• _Short problem_: Copy out every one of the records below word for word, keeping each line in its original order.
++++ Supplied data ++++
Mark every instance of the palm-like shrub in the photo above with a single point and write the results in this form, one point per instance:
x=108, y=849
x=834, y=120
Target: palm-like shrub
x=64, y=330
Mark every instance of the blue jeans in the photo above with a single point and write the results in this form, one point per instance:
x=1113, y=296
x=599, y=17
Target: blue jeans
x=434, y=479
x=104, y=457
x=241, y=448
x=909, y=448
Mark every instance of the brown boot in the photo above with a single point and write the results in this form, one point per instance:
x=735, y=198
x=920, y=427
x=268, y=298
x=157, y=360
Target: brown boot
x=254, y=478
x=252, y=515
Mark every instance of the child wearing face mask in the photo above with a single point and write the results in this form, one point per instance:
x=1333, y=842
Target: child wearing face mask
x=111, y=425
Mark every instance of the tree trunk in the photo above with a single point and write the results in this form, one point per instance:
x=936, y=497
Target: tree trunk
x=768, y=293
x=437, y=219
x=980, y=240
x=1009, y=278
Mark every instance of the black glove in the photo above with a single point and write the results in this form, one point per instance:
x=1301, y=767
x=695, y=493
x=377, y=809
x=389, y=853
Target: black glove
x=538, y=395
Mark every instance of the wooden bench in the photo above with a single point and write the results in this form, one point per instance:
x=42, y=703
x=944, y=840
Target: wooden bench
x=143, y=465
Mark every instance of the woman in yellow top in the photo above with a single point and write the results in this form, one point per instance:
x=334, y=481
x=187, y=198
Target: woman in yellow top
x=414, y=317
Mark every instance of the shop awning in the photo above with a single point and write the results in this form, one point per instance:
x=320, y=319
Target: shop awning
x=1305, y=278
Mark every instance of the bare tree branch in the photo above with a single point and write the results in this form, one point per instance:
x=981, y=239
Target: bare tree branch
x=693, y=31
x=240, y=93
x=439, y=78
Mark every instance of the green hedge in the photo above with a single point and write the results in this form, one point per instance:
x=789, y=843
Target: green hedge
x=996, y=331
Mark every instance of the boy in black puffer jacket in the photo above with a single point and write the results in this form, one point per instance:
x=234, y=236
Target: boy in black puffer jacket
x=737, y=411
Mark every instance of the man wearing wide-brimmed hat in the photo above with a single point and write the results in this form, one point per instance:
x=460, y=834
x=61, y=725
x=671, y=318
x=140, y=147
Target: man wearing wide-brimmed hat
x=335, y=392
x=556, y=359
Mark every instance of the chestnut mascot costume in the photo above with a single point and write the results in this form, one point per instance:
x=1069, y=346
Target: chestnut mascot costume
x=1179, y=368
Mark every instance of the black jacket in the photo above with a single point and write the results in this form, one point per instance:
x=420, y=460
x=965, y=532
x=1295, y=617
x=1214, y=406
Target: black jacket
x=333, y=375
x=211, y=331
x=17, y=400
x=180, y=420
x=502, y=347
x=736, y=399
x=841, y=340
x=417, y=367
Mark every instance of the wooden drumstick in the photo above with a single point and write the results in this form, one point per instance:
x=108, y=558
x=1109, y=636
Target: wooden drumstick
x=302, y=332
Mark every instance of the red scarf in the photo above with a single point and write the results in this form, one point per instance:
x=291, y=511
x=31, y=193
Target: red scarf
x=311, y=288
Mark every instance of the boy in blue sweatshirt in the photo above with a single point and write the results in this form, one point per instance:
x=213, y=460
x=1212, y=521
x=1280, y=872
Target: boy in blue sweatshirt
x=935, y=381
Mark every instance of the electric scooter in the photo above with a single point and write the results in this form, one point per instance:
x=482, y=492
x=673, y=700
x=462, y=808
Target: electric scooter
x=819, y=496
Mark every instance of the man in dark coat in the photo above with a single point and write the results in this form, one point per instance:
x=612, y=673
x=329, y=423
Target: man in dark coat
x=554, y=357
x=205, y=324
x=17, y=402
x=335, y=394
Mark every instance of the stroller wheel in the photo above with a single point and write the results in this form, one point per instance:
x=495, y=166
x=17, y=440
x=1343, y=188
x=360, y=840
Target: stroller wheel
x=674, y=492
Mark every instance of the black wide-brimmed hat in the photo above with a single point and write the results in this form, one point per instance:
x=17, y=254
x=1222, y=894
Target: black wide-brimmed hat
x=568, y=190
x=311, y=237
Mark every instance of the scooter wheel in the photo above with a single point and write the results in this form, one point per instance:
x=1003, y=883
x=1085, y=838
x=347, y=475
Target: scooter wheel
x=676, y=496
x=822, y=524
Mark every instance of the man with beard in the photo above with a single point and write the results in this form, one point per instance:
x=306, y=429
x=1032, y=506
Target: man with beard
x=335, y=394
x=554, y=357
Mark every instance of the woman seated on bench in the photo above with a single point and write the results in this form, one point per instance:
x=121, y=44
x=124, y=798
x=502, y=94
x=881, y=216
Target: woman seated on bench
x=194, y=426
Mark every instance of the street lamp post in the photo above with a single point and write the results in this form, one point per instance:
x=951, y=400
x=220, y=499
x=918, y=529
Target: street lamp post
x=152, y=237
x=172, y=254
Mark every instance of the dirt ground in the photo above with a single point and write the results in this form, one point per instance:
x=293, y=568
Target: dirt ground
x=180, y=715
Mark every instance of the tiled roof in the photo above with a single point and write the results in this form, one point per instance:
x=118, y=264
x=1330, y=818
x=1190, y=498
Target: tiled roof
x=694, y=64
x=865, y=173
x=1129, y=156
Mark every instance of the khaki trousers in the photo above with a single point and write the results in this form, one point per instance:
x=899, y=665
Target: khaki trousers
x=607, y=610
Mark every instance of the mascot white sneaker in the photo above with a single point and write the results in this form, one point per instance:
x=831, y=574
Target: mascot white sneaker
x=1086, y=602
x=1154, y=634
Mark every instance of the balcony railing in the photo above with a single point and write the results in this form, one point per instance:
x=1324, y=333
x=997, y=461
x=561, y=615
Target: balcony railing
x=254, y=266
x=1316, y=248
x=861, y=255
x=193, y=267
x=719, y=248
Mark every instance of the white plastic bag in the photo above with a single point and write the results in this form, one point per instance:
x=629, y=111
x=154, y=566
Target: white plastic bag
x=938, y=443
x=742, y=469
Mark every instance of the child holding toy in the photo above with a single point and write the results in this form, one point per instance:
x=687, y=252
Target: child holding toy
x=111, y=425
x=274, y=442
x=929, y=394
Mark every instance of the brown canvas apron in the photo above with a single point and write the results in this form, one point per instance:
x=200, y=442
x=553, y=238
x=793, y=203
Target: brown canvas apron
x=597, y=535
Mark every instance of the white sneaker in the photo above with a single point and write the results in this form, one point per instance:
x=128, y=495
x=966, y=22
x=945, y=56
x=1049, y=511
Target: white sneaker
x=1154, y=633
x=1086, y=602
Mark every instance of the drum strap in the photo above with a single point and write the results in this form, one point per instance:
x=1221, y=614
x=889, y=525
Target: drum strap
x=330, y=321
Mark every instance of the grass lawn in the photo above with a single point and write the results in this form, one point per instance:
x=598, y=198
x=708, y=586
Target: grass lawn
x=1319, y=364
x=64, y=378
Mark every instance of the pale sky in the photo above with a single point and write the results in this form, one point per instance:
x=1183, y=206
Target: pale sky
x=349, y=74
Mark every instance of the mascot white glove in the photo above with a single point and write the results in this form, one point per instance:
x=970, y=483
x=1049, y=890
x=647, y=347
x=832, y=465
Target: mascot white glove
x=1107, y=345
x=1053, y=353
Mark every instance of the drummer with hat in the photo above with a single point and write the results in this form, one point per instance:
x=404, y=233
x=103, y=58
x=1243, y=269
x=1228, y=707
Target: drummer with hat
++++
• _The solution_:
Mark every instance of the palm-like shrub in the photo above with a single point and write the results in this form, one point per instance:
x=108, y=849
x=834, y=120
Target: palm-like shrub
x=64, y=330
Mark every instance of the blue jeans in the photo above with a single point and write the results in this form, one point per instance:
x=1113, y=296
x=599, y=17
Target: blue jeans
x=434, y=479
x=104, y=457
x=241, y=448
x=909, y=448
Mark every instance of the brown boot in the photo above with a single point and write the results in this form, one point per instance:
x=735, y=198
x=920, y=427
x=268, y=298
x=157, y=360
Target: brown boot
x=254, y=478
x=252, y=515
Mark every instance of the child wearing face mask in the photo above with a single point and write the results in this form, one point per instance:
x=1333, y=842
Target: child wearing face mask
x=111, y=425
Mark every instance of the tree trunk in the photo above with a single point and write the results in this form, one point per instance:
x=936, y=497
Target: tree trunk
x=768, y=293
x=437, y=219
x=980, y=240
x=1009, y=278
Mark every instance of the black glove in the photo above with a single point and write the results in this form, one point per instance:
x=1301, y=767
x=695, y=493
x=377, y=809
x=389, y=853
Target: black glove
x=538, y=395
Mark every instance of the wooden bench in the photo above with a single point and write the results in this form, one point per instance:
x=42, y=703
x=944, y=840
Target: wooden bench
x=143, y=465
Mark every instance of the woman in yellow top in the photo above with a single point and write the results in this form, one point per instance:
x=334, y=481
x=187, y=198
Target: woman in yellow top
x=414, y=317
Mark every instance of the shop awning in the photo above with a single point and write the results in this form, one point per instance:
x=320, y=319
Target: shop awning
x=1305, y=278
Mark every instance of the bare tree branch in the photo above with a single point and write the results in this form, one point per instance:
x=981, y=239
Target: bare tree branch
x=693, y=31
x=240, y=93
x=439, y=78
Mark every instance of the green hedge in the photo above with a single point and write the results in this form, one point per instance:
x=789, y=843
Target: green hedge
x=996, y=331
Mark every instance of the boy in black puffer jacket in the photo above with a single point and write the results in this form, one point per instance:
x=234, y=236
Target: boy in black puffer jacket
x=737, y=411
Mark every instance of the man wearing wide-brimmed hat in the photo above with a single point and write the results in this form, one point per instance:
x=460, y=834
x=61, y=725
x=671, y=318
x=140, y=147
Target: man wearing wide-brimmed hat
x=335, y=392
x=556, y=359
Mark every instance of the chestnut mascot costume in the photo above with a single point and write the results in this form, one point per instance:
x=1069, y=346
Target: chestnut mascot costume
x=1179, y=368
Mark every instance of the black jacket in the photo above with a single point and write the results in this form, one point per instance:
x=420, y=460
x=965, y=532
x=1295, y=617
x=1214, y=406
Target: black jacket
x=333, y=375
x=211, y=331
x=17, y=400
x=180, y=420
x=502, y=347
x=736, y=399
x=841, y=340
x=417, y=367
Mark every instance of the wooden drumstick in the photo above with a single point and write the results in this form, one point per instance:
x=108, y=558
x=1109, y=636
Target: wooden drumstick
x=302, y=332
Mark every instance of the red scarf in the photo above with a single point and write the results in this form, one point per instance:
x=291, y=511
x=31, y=193
Target: red scarf
x=311, y=288
Mark every instance of the boy in blue sweatshirt in the photo above with a single point and write the results in this form, one point per instance:
x=213, y=460
x=1212, y=521
x=1280, y=872
Target: boy in blue sweatshirt
x=935, y=381
Mark every instance of the electric scooter in the photo above with a single point and write the results in this form, one point per instance:
x=482, y=492
x=673, y=700
x=462, y=808
Target: electric scooter
x=819, y=496
Mark every instance of the man in dark coat in the photo above with a single point and write the results in this form, one point per instance:
x=612, y=673
x=329, y=423
Target: man in dark coat
x=554, y=357
x=205, y=324
x=17, y=402
x=335, y=394
Mark every instance of the stroller wheel in the photo above with a single point and write the results in this form, one point per instance:
x=495, y=166
x=17, y=440
x=1343, y=188
x=360, y=840
Target: stroller wheel
x=674, y=492
Mark every instance of the black wide-brimmed hat in the photo above with a single point and write the results in this form, one point per instance:
x=17, y=254
x=1222, y=894
Target: black wide-brimmed hat
x=568, y=190
x=311, y=237
Mark every instance of the scooter wheel in the photo above with a single point and write the results in this form, one point per instance:
x=1003, y=883
x=1085, y=838
x=347, y=475
Target: scooter wheel
x=676, y=496
x=822, y=524
Mark every instance of the man with beard in the photo above with a single point and write the results in this form, one point per instance:
x=306, y=429
x=1032, y=506
Target: man with beard
x=335, y=394
x=554, y=357
Mark every instance of the woman seated on bench in the photo above with a single point and write the results in this form, one point per instance:
x=121, y=44
x=124, y=798
x=502, y=94
x=881, y=216
Target: woman seated on bench
x=194, y=426
Mark every instance of the street lamp post in the photo above with a single point and write the results in this form, one point per instance:
x=951, y=400
x=220, y=499
x=918, y=529
Target: street lamp post
x=152, y=237
x=172, y=254
Mark every instance of the dirt ground in the photo above with a single point and write the results in this form, one point per instance:
x=293, y=568
Target: dirt ground
x=180, y=715
Mark every instance of the tiled roof in the photo above with a single point and write the results in this form, one point per instance:
x=118, y=264
x=1330, y=818
x=1190, y=498
Target: tiled roof
x=694, y=64
x=865, y=173
x=1129, y=156
Mark every instance of the khaki trousers in the photo above with a single point and write the results in this form, one point per instance:
x=899, y=665
Target: khaki trousers
x=607, y=610
Mark every instance of the mascot white sneaker in the photo above with a single point and write the results in this form, one point per instance:
x=831, y=574
Target: mascot white sneaker
x=1086, y=602
x=1154, y=634
Mark every instance of the balcony railing in the photo above with a single point and write the results in this form, one point per instance:
x=1324, y=333
x=997, y=461
x=561, y=615
Target: balcony railing
x=254, y=266
x=1316, y=248
x=861, y=255
x=193, y=267
x=719, y=248
Mark every instance of the white plastic bag in the photo above with a single point and write the results in this form, one point per instance:
x=629, y=111
x=154, y=566
Target: white plastic bag
x=938, y=443
x=742, y=469
Mark every instance of the child holding toy in the photo above with a single point and write the results in this form, one point per instance:
x=687, y=252
Target: child holding toy
x=111, y=425
x=274, y=442
x=929, y=394
Mark every instance of the brown canvas apron in the photo above with a single point and write the results in this form, one point per instance:
x=200, y=442
x=553, y=238
x=793, y=203
Target: brown canvas apron
x=597, y=535
Mark every instance of the white sneaker in the photo above with a single point and write the results in this form, one point per instance:
x=128, y=495
x=966, y=22
x=945, y=56
x=1049, y=511
Target: white sneaker
x=1154, y=633
x=1086, y=602
Mark every instance of the drum strap in the photo above with a single point and write the results in this form, one point per instance:
x=1221, y=614
x=889, y=525
Target: drum strap
x=330, y=321
Mark every instance of the grass lawn in the photo above with a single point and write the results in this form, one point per instance:
x=598, y=198
x=708, y=586
Target: grass lawn
x=1319, y=364
x=64, y=378
Mark every instance of the pale sky in the photo above with a single point and write the results in this form, one point per instance:
x=1183, y=206
Target: pale sky
x=349, y=74
Mark every instance of the mascot white glove in the photo above with a single point and write the results in this form, one point per instance:
x=970, y=483
x=1049, y=890
x=647, y=347
x=832, y=465
Target: mascot white glove
x=1107, y=345
x=1053, y=353
Mark every instance of the drummer with hat in the photo above with a single point and write the results in this form, one point per instance:
x=404, y=233
x=103, y=58
x=1243, y=269
x=1228, y=707
Target: drummer with hat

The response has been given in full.